▶ [SELECTED PASSAGE]
** Start **
# Apple Streusel Coffeecake



## readytogo (Apr 6, 2013)

My Apple Streusel Coffeecake.
The house smells like a sweet shop and I`m going crazy diabetes and all. I like sweets and my daughter works in a bakery as you can imagine but 80% of the goods sold there come frozen and full of God known's what ,I have been trying to make a coffeecake now for some time and the recipes that I have tried are not to my liking so I made a few changes here.
1 ¼ cup flour ,1/2 cup sugar, I only used ¼ ,1 teasp baking powder,1/4 teasp baking soda ,1/4 teasp salt ,I used none since my butter was salted ,10 tbsp butter, I only used 8 ,1 stick,1/2 low fat milk,2%,1 egg,1 teasp vanilla; all this for the cake batter. Make batter and pour in a cake pan, I used my tart pan because is easier to take out since it has a removable bottom. 1 can of apple pie filling, 1 cream cheese, 1/4 sugar. Heat cheese in micro till is a heavy creamy paste with sugar and pour it over batter with a spoon, then chopped the apples and spread over it then make a streusel with ½ stick butter,1/2 cup flour and ½ sugar and a little cinnamon ,spread over apples .You don`t have to used the streusel ,granola will do just find or no topping at all. I had no apples but I have made it with fresh cooked apples and cinnamon, great difference. This one here just came out of the oven and I haven't d dinner yet, is killing me folks. I have never had this recipe before so I will post my testing results after dinner.


----------



## Meerkat (May 31, 2011)
** End **
Entries drawn from a collection:
** Start **
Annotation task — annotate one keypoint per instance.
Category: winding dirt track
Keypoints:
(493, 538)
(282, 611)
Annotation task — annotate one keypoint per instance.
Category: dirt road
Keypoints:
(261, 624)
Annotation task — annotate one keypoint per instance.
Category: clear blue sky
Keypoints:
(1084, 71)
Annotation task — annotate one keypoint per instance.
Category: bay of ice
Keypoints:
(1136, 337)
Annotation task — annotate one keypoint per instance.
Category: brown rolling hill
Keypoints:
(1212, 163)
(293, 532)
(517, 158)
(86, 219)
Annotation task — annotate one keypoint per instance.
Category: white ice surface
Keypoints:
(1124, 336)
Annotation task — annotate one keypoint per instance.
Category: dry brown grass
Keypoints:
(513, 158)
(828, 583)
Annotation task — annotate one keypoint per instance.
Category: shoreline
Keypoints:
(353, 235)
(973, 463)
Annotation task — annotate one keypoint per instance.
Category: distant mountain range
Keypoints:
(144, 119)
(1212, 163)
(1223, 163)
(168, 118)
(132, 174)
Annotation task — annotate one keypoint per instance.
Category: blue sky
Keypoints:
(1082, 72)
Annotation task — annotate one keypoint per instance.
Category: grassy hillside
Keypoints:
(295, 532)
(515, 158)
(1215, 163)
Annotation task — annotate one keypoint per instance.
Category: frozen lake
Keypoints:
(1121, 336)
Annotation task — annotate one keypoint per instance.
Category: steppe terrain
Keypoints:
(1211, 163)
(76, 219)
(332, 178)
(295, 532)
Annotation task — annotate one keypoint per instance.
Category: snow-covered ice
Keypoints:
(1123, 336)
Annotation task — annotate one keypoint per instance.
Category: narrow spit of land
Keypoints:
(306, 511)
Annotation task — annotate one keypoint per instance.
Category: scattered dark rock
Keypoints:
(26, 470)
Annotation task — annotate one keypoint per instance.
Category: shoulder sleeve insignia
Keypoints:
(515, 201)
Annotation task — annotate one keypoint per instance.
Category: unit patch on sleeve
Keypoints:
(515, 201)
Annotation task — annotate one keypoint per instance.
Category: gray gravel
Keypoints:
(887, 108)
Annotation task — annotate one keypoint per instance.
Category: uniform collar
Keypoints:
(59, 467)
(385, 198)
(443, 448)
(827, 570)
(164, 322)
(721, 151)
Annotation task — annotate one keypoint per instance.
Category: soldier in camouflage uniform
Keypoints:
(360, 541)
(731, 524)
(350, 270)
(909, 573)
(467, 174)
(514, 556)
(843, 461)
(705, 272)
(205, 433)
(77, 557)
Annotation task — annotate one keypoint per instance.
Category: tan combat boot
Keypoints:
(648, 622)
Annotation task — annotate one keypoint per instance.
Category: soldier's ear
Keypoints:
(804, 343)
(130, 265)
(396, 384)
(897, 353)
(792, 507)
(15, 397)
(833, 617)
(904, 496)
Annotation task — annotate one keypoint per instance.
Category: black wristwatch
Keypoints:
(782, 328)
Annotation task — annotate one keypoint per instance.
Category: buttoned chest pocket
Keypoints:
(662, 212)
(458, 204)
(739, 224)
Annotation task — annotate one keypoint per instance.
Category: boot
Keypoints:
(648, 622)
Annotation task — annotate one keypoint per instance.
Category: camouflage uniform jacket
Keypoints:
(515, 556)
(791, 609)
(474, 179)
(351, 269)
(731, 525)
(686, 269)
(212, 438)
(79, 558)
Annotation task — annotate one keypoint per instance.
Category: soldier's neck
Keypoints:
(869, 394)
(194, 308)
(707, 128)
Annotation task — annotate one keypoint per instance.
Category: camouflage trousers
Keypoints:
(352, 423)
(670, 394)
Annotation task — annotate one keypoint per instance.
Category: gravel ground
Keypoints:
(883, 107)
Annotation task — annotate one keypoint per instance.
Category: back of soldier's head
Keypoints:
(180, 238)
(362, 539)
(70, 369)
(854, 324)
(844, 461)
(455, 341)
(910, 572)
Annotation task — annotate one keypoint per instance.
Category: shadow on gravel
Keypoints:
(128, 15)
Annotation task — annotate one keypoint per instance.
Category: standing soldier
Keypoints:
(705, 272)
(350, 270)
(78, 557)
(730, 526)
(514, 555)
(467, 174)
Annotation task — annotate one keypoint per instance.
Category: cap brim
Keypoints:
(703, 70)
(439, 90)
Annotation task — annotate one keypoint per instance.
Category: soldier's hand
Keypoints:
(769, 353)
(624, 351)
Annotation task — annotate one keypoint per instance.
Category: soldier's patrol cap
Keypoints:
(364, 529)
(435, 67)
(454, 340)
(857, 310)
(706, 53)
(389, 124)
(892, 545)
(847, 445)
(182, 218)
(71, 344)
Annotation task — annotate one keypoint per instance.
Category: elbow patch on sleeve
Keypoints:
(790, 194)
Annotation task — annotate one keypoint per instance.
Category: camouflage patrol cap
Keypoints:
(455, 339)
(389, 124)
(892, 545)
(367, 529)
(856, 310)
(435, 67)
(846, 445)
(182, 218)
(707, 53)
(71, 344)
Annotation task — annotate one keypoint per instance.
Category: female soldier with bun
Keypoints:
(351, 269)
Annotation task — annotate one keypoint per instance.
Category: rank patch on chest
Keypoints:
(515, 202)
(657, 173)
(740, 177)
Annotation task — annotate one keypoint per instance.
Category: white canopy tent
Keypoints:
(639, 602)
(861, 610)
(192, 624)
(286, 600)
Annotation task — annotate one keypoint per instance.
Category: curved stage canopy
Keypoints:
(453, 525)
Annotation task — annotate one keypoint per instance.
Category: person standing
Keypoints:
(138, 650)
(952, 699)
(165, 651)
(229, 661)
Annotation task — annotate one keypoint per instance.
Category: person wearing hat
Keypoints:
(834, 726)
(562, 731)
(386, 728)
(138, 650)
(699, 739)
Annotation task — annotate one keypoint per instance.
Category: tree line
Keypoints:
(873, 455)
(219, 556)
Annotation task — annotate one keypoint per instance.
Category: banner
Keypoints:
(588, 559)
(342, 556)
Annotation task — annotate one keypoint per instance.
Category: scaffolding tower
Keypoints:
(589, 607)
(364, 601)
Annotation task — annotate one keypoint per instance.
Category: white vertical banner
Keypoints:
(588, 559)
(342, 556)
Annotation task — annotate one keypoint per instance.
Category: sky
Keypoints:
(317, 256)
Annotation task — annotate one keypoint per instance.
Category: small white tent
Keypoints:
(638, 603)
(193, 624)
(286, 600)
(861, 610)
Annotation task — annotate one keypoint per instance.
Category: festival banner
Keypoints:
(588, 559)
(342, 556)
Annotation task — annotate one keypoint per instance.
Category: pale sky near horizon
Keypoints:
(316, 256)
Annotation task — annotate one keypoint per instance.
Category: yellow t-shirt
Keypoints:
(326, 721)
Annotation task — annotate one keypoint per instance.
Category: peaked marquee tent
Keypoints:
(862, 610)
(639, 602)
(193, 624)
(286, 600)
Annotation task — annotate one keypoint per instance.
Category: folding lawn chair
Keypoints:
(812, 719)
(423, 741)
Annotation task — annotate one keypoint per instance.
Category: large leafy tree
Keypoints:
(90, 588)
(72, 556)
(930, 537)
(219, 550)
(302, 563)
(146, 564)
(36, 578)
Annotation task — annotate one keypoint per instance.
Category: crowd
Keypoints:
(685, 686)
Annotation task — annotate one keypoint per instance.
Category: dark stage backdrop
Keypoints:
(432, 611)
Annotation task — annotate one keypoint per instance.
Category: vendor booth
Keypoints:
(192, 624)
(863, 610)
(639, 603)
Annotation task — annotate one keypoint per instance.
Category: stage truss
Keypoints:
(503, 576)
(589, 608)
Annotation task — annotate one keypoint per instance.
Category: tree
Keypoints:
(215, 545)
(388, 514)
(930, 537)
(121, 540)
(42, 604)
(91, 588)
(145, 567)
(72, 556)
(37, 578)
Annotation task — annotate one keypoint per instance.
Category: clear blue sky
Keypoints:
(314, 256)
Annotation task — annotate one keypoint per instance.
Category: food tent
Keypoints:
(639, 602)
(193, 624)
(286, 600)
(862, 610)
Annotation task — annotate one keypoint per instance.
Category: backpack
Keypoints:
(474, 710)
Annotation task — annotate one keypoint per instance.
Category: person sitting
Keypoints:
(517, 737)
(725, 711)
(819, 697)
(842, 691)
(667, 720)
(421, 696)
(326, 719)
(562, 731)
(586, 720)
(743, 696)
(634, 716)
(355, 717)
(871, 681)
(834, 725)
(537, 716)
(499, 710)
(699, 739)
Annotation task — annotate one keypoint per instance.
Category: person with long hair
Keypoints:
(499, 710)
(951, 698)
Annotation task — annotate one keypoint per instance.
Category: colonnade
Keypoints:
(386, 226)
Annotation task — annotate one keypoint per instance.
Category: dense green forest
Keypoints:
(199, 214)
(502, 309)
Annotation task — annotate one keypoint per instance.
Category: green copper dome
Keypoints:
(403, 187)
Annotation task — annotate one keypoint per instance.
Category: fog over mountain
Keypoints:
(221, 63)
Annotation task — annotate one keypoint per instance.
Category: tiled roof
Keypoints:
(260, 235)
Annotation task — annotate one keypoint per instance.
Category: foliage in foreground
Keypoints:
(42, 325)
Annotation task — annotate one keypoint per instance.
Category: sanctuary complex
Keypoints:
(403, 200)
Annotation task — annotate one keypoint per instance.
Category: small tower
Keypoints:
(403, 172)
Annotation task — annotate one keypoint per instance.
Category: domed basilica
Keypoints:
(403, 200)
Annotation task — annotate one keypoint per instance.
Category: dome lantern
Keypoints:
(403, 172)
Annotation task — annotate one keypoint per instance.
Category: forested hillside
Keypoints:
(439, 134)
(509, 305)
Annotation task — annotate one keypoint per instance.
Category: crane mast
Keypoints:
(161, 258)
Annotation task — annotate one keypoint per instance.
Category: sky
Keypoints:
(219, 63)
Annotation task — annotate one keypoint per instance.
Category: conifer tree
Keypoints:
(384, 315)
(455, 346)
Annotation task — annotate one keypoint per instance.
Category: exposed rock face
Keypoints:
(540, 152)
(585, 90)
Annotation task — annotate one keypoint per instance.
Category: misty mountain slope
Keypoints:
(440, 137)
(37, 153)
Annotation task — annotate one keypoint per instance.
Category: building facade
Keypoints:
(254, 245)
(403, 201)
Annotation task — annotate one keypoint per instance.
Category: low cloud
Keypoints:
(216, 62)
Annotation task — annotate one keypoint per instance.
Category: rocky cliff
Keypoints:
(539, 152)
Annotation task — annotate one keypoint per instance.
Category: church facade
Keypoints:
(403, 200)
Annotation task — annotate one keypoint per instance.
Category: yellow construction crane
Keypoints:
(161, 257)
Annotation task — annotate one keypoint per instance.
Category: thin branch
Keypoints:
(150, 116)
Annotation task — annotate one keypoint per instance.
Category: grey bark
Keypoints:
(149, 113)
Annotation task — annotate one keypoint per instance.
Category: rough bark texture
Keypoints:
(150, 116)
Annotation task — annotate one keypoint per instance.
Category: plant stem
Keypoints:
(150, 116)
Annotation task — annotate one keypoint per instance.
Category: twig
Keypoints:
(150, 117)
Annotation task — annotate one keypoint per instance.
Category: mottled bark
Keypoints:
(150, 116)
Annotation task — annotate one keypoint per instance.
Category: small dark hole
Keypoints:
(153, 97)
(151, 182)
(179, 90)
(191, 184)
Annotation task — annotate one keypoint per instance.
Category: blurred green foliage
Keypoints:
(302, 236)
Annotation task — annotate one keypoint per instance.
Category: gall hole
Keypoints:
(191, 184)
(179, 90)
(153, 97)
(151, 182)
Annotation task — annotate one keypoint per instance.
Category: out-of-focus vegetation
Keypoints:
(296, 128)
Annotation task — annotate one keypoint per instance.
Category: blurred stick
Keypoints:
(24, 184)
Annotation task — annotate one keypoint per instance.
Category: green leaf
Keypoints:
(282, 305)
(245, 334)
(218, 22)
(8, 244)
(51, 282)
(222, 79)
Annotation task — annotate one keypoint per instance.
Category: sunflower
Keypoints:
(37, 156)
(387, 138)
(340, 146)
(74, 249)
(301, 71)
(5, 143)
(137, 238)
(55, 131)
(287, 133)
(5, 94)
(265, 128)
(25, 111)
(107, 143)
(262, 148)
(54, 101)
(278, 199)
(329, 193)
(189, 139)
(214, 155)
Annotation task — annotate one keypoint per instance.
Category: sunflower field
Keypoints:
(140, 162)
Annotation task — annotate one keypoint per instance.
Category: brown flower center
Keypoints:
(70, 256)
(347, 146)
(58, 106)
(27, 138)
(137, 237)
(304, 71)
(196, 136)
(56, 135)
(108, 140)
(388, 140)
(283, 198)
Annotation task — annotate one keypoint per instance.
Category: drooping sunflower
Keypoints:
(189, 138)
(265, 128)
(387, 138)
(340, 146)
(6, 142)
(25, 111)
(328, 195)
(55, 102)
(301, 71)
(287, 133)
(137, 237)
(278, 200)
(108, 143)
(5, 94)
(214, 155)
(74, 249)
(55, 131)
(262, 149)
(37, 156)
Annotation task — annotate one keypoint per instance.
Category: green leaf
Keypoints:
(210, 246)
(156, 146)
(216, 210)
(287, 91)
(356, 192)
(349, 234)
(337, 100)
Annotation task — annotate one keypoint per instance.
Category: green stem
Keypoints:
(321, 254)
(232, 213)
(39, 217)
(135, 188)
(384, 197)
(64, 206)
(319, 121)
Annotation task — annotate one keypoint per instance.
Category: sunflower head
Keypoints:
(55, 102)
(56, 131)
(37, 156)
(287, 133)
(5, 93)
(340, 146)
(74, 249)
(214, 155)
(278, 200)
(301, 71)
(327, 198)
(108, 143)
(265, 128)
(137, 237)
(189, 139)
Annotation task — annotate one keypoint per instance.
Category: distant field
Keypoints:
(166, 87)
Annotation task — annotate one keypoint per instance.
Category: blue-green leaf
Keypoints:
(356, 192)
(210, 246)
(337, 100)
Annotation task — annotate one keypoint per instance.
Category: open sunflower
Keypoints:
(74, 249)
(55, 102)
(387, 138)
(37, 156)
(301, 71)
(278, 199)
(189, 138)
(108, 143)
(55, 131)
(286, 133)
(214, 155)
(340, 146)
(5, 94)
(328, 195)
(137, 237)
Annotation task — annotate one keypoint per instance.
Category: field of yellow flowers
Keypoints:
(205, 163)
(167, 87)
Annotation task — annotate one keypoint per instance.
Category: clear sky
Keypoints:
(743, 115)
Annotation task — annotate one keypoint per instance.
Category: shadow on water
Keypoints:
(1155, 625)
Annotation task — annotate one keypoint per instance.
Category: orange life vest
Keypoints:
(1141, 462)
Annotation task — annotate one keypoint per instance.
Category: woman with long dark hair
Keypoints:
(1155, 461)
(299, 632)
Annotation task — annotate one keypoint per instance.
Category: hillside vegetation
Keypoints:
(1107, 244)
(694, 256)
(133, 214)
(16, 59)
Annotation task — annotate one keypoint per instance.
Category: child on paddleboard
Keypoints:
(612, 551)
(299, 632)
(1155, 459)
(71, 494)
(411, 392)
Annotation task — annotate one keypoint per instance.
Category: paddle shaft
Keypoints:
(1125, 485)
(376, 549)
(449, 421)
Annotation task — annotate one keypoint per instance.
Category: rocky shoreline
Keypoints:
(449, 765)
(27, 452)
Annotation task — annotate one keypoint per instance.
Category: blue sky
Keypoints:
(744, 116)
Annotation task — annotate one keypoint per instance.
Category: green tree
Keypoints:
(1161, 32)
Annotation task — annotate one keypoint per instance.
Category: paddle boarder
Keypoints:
** End **
▶ [EXERCISE GOAL] Reproduce the coffeecake post from "# Apple Streusel" up to and including "few changes here.". These rows have no connection to the coffeecake post.

▶ [RESULT FOR THIS TASK]
# Apple Streusel Coffeecake



## readytogo (Apr 6, 2013)

My Apple Streusel Coffeecake.
The house smells like a sweet shop and I`m going crazy diabetes and all. I like sweets and my daughter works in a bakery as you can imagine but 80% of the goods sold there come frozen and full of God known's what ,I have been trying to make a coffeecake now for some time and the recipes that I have tried are not to my liking so I made a few changes here.